--- begin Selected excerpt ---

Tuesday, 30 June 2015

End June Links

Secular Stagnation As Wising Up

Government borrowing and long-term interest rates: a natural experiment

Bitcoin isn’t the future of money — it’s either a Ponzi scheme or a pyramid scheme

What Assumptions Matter for Growth Theory? is the best summary of the "Mathiness" discussion in econ blogs

# Glick & Rose The currency union effect on trade: Redux: it used to be estimated and presumed that currency union had a strong effect on trade, but recent empirical work has found much weaker effects. Basically the data hint that there are positive effects, but the size of any such effect is a strong function of the econometric technique used, and so we cannot say with any confidence that there is much of an effect on trade from CU.

# 2 pieces of great news from the Netherlands:
   - Dutch court’s climate ruling may force other states to cut emissions – or else
   - Dutch city of Utrecht to experiment in citizen’s income

# Not such good news on the effectiveness of energy efficiency when done in reality rather than under ideal conditions: A new study looks at federal energy-efficiency efforts — and the results are grim

Andrew ZP Smith asks, among other things, if wind energy is actually subsidised: "The chief assistance for onshore windfarm operators comes in the form of top-up payments from bill-payers, above what the operators receive from selling their electricity in the wholesale markets. ... An electricity grid tends to rank different generators in order of marginal cost, prioritising the cheapest forms of generation. ... Cheap electricity is brought online first, and the plants with the highest marginal generation cost are saved till last. ... Wind is never the most expensive fuel on the grid, because its fuel is free. The cost of wind power is almost entirely in construction; marginal generation cost is next to nothing. Therefore when the wind blows and power is generated, it knocks out the most expensive generator (and whether that’s coal or gas, depends on their relative prices, the carbon price, and the relative efficiency of the generators) and it lowers prices across the whole market. Previous research in Germany and Spain has found that these cost reductions outweigh the revenue support paid to wind. Wind is not subsidised in those two countries – indeed, quite the reverse, wind lowers total costs for consumers."

# Evidence on the costs of Brexit? Campos, Coricelli, & Moretti conduct econometric exercises on Norway (which was able to join the EU in 1994, but chose not to) and the other 1994 candidate countries (who did join) Sweden, Finland and Austria. They find that the decision not to join the EU has reduced Norway's productivity by 6%.

--- end Selected excerpt ---
--- begin Material ---

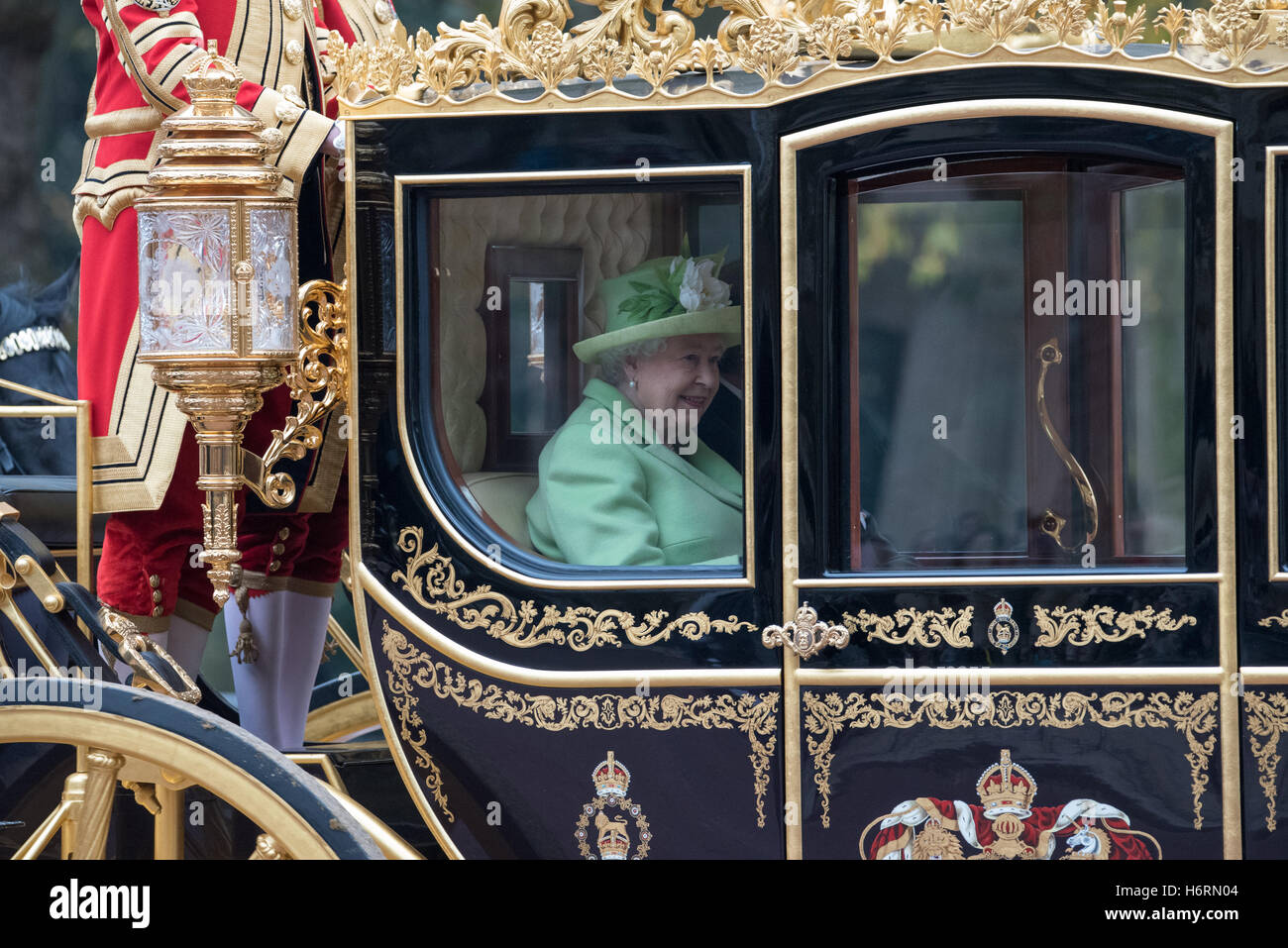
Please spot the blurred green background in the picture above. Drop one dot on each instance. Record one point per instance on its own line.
(48, 50)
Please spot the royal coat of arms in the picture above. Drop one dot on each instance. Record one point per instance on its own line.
(1005, 824)
(612, 811)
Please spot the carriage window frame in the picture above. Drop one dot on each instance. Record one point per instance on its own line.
(432, 466)
(819, 159)
(1276, 363)
(1064, 222)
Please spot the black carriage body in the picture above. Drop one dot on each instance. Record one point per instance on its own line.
(1149, 685)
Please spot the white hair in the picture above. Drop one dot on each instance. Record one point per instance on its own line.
(612, 363)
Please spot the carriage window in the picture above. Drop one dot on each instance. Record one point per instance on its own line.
(578, 343)
(1018, 351)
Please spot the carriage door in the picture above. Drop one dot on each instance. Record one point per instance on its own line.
(1008, 484)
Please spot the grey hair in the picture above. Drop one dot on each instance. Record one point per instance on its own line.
(612, 363)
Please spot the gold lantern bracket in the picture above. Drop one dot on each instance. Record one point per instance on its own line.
(217, 219)
(318, 380)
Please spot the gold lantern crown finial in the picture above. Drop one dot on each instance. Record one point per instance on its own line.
(215, 146)
(214, 80)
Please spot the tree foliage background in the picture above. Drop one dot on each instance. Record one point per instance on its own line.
(48, 50)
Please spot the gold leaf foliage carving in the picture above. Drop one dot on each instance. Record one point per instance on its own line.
(914, 626)
(657, 42)
(411, 729)
(1102, 623)
(1194, 717)
(1266, 721)
(430, 579)
(1117, 27)
(755, 715)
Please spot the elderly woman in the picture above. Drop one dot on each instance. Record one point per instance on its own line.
(625, 480)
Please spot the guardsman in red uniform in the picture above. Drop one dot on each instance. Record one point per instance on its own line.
(145, 454)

--- end Material ---

• Aim
Copy the part of the end-of-June links post starting at "Secular Stagnation As" and ending at "trade from CU.", replacing every "currency union" with "monetary union".

• Task answer
Secular Stagnation As Wising Up

Government borrowing and long-term interest rates: a natural experiment

Bitcoin isn’t the future of money — it’s either a Ponzi scheme or a pyramid scheme

What Assumptions Matter for Growth Theory? is the best summary of the "Mathiness" discussion in econ blogs

# Glick & Rose The monetary union effect on trade: Redux: it used to be estimated and presumed that monetary union had a strong effect on trade, but recent empirical work has found much weaker effects. Basically the data hint that there are positive effects, but the size of any such effect is a strong function of the econometric technique used, and so we cannot say with any confidence that there is much of an effect on trade from CU.